**Working data**
— START —
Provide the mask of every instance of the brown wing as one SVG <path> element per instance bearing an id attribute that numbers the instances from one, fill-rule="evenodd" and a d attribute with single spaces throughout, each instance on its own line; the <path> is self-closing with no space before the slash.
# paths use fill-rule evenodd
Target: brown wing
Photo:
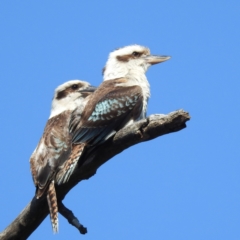
<path id="1" fill-rule="evenodd" d="M 68 129 L 70 114 L 69 111 L 65 111 L 48 120 L 43 136 L 30 158 L 37 197 L 45 192 L 56 171 L 70 154 L 71 136 Z"/>
<path id="2" fill-rule="evenodd" d="M 126 79 L 103 82 L 88 101 L 80 121 L 71 119 L 73 143 L 91 145 L 105 141 L 142 112 L 142 89 L 139 86 L 118 86 Z M 76 126 L 77 124 L 77 126 Z"/>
— END —
**Directions for this task**
Rewrite the records above with every "brown wing" changed to "tan wing" and everything else kept the same. Leave the pictures out of your version.

**Result of the task**
Provide the mask of every instance of the tan wing as one SVG <path> element per instance bearing an id attribute that numbers the instances from one, fill-rule="evenodd" and a d attribute with single spaces throughout, each instance on its own line; the <path> is self-closing with no space before the slash.
# paths use fill-rule evenodd
Target: tan wing
Photo:
<path id="1" fill-rule="evenodd" d="M 68 129 L 70 114 L 69 111 L 65 111 L 48 120 L 43 136 L 30 158 L 37 197 L 45 192 L 56 171 L 70 154 L 71 136 Z"/>
<path id="2" fill-rule="evenodd" d="M 126 79 L 103 82 L 88 101 L 80 121 L 71 119 L 73 143 L 91 145 L 105 141 L 142 112 L 142 89 L 139 86 L 118 86 Z M 76 126 L 77 124 L 77 126 Z"/>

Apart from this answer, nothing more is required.